====== PROVIDED RECORDS

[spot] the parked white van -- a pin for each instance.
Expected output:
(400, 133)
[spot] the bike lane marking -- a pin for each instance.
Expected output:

============

● **STATED TASK**
Rewrite the whole listing, swapping every "instance" for "occurrence" and leaving everything else as it is.

● **PROBLEM SOLUTION**
[spot] the parked white van -- a pin for each occurrence.
Expected output:
(400, 133)
[spot] the bike lane marking -- a pin for each occurrence.
Expected output:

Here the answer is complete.